Quote every row below word for word, leaving out the pictures.
***** THE DATA *****
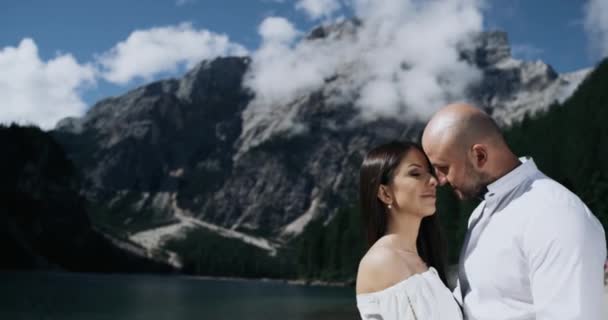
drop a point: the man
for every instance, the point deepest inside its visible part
(533, 250)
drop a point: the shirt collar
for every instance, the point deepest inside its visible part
(509, 181)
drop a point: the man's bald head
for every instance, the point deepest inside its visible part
(466, 148)
(460, 126)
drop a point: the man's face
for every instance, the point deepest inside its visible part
(453, 167)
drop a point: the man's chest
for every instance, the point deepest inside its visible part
(495, 263)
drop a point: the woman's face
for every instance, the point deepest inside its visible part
(413, 188)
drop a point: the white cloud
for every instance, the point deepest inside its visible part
(147, 53)
(38, 92)
(403, 61)
(596, 25)
(316, 9)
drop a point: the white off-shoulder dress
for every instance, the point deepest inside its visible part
(422, 296)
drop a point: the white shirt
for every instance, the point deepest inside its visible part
(535, 251)
(420, 297)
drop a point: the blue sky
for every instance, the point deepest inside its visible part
(552, 31)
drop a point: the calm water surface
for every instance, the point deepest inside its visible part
(44, 295)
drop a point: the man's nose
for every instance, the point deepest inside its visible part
(441, 178)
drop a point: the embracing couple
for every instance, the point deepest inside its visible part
(533, 249)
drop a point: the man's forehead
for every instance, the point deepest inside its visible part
(439, 151)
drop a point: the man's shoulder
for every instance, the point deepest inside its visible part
(548, 192)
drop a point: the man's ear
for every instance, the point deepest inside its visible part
(479, 153)
(384, 195)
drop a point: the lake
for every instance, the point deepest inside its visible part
(54, 295)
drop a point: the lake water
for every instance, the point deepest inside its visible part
(48, 295)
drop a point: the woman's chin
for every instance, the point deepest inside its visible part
(429, 211)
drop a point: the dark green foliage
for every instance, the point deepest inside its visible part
(569, 142)
(43, 219)
(206, 253)
(331, 252)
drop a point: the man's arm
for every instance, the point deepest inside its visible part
(565, 250)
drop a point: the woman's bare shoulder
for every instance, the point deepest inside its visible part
(381, 268)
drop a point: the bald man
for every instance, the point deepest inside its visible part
(533, 250)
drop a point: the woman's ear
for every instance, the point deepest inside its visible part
(384, 195)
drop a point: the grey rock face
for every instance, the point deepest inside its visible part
(184, 137)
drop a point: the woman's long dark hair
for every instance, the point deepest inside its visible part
(379, 167)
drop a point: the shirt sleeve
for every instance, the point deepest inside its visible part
(565, 249)
(386, 308)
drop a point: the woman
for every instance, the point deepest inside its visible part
(402, 275)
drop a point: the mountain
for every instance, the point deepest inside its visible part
(188, 155)
(43, 220)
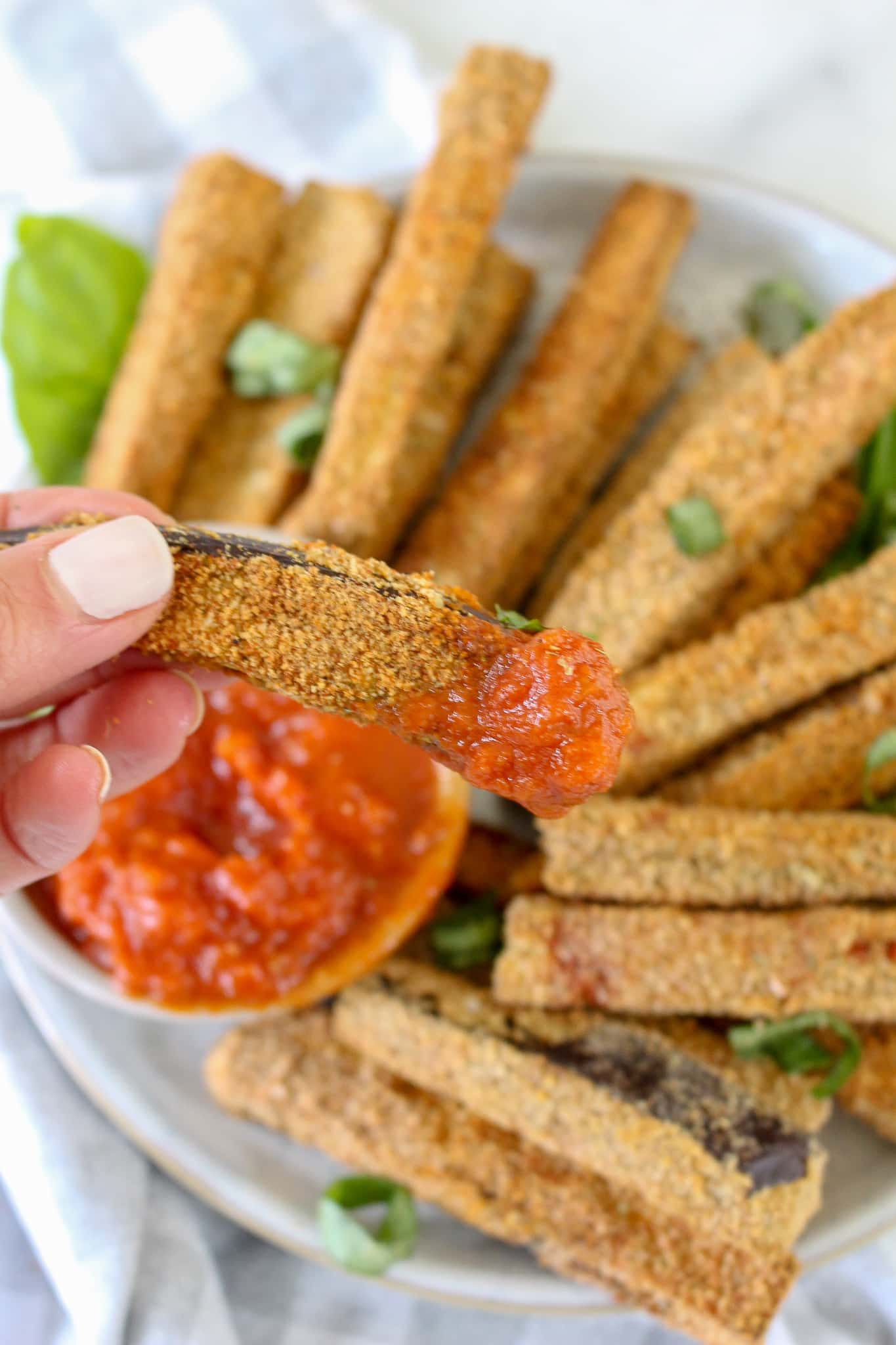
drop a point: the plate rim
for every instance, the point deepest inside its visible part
(16, 961)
*****
**ANSWER BELOW**
drop a point: the man
for every instance, the point deepest inside its visible part
(533, 250)
drop a point: the shirt collar
for every instance, the point deepest inside its visible part
(509, 181)
drop a point: the man's bald head
for every instance, the point deepest inside its visible part
(466, 148)
(460, 126)
drop a point: the man's face
for every instance, the point deepest inside its visible part
(453, 167)
drop a point: the man's chest
for every instance, the point deepest inside its visible part
(495, 263)
drop a point: the woman's face
for every instance, the point deepest inside its visible part
(413, 188)
drop a point: the white cloud
for every instance, the point deepest inside its visible part
(147, 53)
(38, 92)
(403, 61)
(596, 25)
(316, 9)
drop a point: the white off-shoulder dress
for every instance, the point deepest inside its visible part
(422, 296)
drop a point: the white shirt
for every instance, the point deepest inside its visible part
(535, 251)
(420, 297)
drop a point: the blue sky
for every instance, the point deepest inside its visible part
(552, 31)
drop a point: the calm water surface
for every instance, the point deepest inside its visible part
(44, 295)
drop a point: the man's nose
for every instance, the point deepest inside its visible part
(441, 178)
drop a point: the embracing couple
for every instance, the point deepest inside its visible part
(533, 249)
drop a point: the man's forehead
for every instance, the point deepest inside its visible part
(439, 151)
drop a point: the man's shoulder
for every instance, the point deepest inside its visible part
(548, 192)
drop a point: the man's ear
for every instance, the point deepest inside its visible part
(479, 153)
(384, 195)
drop a point: the lake
for every instance, the point deepest inside its visible part
(54, 295)
drop a point: the lake water
for every instance, the point deepest inside its visible part
(48, 295)
drop a point: the woman's chin
for every instance, the point deepest inside its visible part
(429, 211)
drop a point: the dark green foliage
for every instance, the point deepest inside its visible part
(569, 142)
(43, 219)
(206, 253)
(331, 252)
drop a point: the man's arm
for every instance, the point deepest inside its visible part
(565, 250)
drop a point: the woman's bare shoulder
for every instance, the point deepest inside its visible part
(381, 268)
drop a point: the bald man
for every instance, the point deepest inside its visible part
(533, 250)
drop a point: the woman's ear
for every instance, the point deepest inside its visible part
(384, 195)
drop a point: the grey rock face
for every instance, the point deepest inside its visible part
(184, 137)
drop a point: the woman's long dark hair
for every instance, the point deepest inside its visible part
(379, 167)
drop a point: the shirt sleeve
for every instance, the point deepest inside its visible part
(565, 249)
(386, 308)
drop a point: the woman
for every instance, the point deepest inside its visible part
(402, 275)
drop a point: the mountain
for every instance, the point deepest inside its visible part
(188, 155)
(43, 220)
drop a point: the plate rim
for every instance, the point deepest inside its visible part
(16, 961)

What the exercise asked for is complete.